## [Short problem]
Find "like [473, 490]." in the data, then restate the line it sits in and every later line word for word, ending with the last line.

(Entries from a dataset)
================
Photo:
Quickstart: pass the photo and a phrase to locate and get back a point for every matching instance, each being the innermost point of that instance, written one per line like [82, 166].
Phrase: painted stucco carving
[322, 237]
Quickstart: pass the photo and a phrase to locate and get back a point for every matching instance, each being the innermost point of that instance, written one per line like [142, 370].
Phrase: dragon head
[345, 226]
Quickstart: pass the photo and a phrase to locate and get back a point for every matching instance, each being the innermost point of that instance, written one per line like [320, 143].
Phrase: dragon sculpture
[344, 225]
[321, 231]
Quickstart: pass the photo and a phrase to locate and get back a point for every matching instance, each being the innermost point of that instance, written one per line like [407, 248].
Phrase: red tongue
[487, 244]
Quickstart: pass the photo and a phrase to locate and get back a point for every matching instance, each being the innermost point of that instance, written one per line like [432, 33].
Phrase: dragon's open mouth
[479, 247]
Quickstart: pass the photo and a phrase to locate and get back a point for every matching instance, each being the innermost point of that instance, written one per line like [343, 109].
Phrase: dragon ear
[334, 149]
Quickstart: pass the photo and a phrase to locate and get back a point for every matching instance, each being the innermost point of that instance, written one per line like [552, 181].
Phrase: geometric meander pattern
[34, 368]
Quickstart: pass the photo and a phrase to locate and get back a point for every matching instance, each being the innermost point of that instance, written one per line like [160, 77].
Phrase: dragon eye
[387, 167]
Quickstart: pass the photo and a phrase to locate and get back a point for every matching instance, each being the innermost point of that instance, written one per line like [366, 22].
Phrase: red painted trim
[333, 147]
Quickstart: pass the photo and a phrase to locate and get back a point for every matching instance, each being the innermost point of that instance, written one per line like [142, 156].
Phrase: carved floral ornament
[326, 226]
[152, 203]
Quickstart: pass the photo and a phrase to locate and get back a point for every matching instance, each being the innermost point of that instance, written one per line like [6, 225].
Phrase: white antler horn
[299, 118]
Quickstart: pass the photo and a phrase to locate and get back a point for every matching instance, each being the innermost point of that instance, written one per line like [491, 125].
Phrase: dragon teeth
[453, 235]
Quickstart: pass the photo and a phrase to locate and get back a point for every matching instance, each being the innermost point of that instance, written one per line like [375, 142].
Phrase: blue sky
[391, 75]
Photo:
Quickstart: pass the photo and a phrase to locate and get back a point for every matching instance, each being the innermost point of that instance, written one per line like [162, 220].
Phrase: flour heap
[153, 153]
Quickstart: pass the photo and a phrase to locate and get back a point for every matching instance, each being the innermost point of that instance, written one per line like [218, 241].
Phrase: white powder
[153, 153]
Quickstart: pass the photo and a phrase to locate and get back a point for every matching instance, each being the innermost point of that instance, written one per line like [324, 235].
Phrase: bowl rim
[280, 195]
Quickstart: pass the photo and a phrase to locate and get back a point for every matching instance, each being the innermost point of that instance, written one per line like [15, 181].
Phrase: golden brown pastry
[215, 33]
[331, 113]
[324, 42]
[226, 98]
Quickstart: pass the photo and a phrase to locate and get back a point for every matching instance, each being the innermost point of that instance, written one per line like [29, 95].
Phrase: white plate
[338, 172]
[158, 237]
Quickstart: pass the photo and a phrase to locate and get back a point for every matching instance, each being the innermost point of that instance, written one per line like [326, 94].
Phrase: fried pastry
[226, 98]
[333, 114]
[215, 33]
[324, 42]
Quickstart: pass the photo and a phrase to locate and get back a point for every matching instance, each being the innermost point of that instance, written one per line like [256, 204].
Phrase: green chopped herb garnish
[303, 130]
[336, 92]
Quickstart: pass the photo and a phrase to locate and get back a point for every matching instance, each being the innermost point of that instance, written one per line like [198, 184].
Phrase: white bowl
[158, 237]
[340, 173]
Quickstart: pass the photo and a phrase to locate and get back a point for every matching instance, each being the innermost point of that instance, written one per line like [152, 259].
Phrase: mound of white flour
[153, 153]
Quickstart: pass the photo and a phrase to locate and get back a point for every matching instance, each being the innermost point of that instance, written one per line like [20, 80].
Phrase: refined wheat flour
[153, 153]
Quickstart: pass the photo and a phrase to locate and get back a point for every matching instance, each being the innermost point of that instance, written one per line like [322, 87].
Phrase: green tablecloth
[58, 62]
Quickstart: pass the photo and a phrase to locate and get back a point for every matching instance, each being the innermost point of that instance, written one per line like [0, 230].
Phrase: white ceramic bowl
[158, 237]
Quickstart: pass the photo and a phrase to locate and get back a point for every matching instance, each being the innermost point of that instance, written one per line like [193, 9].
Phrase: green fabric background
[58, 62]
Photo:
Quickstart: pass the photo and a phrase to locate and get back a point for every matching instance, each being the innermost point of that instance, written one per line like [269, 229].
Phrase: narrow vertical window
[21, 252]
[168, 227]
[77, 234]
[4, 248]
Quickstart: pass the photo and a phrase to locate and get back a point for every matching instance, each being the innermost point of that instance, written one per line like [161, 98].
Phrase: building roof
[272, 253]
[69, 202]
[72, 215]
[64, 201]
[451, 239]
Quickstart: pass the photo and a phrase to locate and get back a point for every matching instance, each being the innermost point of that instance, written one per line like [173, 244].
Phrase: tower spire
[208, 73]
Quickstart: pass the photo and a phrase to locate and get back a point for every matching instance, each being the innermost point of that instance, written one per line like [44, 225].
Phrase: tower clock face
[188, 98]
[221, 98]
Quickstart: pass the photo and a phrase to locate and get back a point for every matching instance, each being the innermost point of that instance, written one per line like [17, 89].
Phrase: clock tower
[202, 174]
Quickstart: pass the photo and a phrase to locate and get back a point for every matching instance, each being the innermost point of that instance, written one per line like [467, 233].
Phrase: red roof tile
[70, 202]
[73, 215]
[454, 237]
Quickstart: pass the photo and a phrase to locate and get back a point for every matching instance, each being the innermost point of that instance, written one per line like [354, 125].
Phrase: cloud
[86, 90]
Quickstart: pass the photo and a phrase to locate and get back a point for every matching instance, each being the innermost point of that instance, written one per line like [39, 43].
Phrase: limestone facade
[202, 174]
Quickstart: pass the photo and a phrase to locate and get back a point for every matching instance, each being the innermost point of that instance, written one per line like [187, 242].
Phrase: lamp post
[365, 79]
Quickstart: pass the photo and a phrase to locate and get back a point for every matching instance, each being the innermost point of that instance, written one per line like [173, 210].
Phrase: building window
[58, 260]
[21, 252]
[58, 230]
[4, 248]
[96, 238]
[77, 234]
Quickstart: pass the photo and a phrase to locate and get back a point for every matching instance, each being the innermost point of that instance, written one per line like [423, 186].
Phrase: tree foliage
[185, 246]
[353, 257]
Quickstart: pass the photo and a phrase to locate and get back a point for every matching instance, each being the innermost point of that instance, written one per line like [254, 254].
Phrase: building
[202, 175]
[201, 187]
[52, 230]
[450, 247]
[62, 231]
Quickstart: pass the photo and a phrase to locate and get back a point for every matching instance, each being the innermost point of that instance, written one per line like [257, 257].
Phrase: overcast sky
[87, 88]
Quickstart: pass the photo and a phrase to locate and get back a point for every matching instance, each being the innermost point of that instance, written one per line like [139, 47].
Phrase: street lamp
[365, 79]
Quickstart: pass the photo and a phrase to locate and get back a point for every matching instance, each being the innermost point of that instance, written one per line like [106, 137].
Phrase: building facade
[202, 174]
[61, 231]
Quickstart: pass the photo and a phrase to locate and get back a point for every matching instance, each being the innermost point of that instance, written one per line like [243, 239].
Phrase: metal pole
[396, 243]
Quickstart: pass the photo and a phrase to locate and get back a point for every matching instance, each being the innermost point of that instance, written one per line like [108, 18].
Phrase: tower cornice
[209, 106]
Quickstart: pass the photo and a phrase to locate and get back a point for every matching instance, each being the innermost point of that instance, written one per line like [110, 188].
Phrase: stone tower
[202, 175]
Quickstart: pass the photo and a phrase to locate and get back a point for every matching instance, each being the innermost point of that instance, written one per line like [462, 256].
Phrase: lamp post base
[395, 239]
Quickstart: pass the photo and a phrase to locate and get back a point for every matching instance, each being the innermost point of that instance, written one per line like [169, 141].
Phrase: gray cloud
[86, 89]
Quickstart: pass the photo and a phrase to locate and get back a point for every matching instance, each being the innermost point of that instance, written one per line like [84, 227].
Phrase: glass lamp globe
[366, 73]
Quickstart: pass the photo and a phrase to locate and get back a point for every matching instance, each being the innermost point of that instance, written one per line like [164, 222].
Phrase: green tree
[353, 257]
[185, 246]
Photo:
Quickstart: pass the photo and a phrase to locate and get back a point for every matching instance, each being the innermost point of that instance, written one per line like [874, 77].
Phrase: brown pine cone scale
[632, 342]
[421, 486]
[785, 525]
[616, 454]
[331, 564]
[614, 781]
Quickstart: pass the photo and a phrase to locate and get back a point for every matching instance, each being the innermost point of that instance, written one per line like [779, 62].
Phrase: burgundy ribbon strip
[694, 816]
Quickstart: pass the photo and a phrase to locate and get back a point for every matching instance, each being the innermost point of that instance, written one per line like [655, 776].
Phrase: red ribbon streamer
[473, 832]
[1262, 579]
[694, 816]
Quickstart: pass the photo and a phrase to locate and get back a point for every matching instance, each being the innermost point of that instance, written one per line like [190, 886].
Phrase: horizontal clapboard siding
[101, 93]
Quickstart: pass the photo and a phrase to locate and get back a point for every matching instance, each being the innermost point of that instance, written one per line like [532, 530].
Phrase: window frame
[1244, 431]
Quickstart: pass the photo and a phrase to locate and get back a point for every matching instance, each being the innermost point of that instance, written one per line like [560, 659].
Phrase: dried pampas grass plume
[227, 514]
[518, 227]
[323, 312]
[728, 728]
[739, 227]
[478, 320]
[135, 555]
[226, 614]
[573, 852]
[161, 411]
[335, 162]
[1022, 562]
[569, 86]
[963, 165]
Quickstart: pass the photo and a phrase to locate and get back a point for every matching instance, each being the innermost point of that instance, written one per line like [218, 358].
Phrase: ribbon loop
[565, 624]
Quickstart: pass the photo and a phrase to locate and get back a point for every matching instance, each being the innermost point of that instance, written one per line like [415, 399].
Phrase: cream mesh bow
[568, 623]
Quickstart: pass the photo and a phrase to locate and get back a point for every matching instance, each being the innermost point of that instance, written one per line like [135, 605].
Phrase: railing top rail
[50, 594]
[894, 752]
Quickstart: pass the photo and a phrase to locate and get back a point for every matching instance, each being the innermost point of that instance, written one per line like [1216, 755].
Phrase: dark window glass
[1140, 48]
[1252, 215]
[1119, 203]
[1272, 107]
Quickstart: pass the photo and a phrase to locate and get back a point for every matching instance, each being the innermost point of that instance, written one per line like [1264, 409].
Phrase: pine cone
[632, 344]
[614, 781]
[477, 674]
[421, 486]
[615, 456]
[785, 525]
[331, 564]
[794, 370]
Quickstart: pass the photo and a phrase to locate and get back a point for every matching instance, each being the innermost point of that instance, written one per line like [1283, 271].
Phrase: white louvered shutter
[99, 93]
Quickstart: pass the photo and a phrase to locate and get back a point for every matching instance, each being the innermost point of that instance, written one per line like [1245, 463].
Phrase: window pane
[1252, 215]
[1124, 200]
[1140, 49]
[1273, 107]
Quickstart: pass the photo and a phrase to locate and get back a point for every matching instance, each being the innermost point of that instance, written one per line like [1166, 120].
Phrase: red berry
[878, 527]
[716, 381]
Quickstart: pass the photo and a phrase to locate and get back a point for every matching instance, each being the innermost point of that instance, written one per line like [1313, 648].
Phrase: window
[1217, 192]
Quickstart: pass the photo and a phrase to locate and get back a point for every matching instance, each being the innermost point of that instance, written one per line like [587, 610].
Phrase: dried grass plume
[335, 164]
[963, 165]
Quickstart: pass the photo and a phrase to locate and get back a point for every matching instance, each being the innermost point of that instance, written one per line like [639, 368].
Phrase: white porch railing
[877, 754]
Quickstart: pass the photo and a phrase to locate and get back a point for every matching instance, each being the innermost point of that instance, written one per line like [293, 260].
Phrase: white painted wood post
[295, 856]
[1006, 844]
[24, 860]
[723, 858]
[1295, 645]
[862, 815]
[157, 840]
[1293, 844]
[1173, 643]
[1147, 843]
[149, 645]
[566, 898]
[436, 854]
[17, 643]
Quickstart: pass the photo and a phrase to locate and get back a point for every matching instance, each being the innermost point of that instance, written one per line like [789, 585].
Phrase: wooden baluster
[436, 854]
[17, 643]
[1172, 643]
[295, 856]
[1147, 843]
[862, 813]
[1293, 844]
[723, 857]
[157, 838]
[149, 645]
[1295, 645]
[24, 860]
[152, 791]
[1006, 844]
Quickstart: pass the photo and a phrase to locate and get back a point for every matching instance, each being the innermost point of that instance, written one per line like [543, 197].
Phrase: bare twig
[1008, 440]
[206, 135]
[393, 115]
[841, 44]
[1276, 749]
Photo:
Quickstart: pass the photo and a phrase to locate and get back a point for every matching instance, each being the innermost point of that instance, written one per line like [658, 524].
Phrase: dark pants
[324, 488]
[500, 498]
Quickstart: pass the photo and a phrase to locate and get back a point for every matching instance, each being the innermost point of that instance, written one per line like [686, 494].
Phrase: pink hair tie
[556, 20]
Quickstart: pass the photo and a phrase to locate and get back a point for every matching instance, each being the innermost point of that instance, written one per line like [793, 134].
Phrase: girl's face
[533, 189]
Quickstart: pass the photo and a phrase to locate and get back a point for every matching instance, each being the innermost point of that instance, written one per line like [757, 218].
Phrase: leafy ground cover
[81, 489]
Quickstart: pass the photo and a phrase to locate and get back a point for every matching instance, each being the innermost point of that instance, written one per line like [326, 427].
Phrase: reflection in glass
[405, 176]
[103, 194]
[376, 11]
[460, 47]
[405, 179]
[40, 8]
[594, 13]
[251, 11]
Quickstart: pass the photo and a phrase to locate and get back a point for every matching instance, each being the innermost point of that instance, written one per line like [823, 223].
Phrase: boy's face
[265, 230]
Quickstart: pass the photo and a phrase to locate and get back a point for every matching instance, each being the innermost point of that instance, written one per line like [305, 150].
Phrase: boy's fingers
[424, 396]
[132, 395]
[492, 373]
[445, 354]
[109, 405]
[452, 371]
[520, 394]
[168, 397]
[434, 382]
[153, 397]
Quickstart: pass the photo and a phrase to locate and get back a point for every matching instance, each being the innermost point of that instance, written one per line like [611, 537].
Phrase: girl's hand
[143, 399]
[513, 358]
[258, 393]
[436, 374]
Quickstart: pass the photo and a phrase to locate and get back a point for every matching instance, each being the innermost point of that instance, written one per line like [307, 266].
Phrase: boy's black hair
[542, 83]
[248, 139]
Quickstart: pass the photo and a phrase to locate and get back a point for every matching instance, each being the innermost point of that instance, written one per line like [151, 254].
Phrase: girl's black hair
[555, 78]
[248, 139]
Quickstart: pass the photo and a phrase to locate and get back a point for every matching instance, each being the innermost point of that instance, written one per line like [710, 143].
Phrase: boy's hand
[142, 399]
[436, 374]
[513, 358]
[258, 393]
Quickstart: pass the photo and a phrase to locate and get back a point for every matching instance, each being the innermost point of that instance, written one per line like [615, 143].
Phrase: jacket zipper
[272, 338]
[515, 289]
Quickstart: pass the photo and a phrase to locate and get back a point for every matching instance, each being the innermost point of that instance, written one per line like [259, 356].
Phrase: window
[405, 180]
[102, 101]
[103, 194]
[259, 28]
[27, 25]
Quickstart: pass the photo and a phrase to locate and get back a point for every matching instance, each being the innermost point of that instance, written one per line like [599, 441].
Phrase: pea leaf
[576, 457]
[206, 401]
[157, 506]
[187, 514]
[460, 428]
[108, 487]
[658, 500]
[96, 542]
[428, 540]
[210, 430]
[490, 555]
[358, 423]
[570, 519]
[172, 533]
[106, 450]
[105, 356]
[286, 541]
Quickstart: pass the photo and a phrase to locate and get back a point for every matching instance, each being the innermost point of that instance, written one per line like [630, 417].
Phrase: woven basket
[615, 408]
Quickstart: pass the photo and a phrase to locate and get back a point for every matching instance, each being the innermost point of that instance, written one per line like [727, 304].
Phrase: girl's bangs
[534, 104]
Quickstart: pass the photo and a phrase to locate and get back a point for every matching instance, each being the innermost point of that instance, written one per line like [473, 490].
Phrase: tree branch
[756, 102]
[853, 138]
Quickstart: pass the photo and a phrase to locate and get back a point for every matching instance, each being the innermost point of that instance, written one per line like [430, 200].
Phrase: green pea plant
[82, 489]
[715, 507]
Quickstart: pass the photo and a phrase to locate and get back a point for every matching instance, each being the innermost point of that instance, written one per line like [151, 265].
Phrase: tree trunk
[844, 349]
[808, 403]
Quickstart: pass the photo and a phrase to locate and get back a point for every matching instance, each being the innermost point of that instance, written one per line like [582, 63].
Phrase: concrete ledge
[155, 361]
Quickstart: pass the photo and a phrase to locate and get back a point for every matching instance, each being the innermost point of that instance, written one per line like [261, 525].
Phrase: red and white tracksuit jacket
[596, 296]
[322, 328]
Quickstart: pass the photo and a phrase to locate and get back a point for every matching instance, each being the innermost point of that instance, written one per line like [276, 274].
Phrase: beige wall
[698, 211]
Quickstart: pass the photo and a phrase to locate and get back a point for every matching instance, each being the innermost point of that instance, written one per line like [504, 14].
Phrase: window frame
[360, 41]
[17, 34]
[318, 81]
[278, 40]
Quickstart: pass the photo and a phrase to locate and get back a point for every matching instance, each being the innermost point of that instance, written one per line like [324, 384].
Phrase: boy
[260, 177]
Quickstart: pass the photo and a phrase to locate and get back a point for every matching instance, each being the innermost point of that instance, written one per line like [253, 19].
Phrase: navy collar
================
## [Correct result]
Quickstart: pass the photo and a phrase to locate and get back a point for every matching instance, each being the innermost point of that instance, written one per line like [473, 490].
Phrase: tree branch
[756, 102]
[853, 138]
Quickstart: pass the photo and a phrase to locate and get back a point for every matching instance, each being the innermost point of that instance, written one per line like [430, 200].
Phrase: green pea plant
[82, 489]
[715, 507]
Quickstart: pass the photo and a phrase to locate and get back a point for every matching instance, each being the innermost point of that instance, written one per line like [151, 265].
Phrase: tree trunk
[844, 349]
[808, 403]
Quickstart: pass the photo and a phrase to locate and get back a point for every matching instance, each being the innermost point of that instance, written one per line like [582, 63].
Phrase: concrete ledge
[155, 361]
Quickstart: pass the photo and a phrase to locate and get back a point for every matching instance, each being the innermost point of that instance, written one per line like [261, 525].
Phrase: red and white tracksuit jacket
[596, 296]
[322, 328]
Quickstart: pass the photo and a phrase to locate and get back a point for every matching instance, each being the innermost point of that instance, written one per line like [276, 274].
Phrase: beige wall
[698, 211]
Quickstart: pass the photo and a phrase to locate and get back a point for every matching instance, each being the innermost point of that instance, written one per line like [504, 14].
Phrase: window frame
[360, 41]
[17, 34]
[318, 81]
[278, 40]
Quickstart: pass the photo and a phrase to locate and get back a point for every matching instance, each being the innermost point of that instance, written one per line like [324, 384].
Phrase: boy
[260, 177]
Quickstart: pass the photo and a phrase to locate and get back a point for every matching instance, each being the innermost point of that instance, written one per line like [253, 19].
Phrase: navy collar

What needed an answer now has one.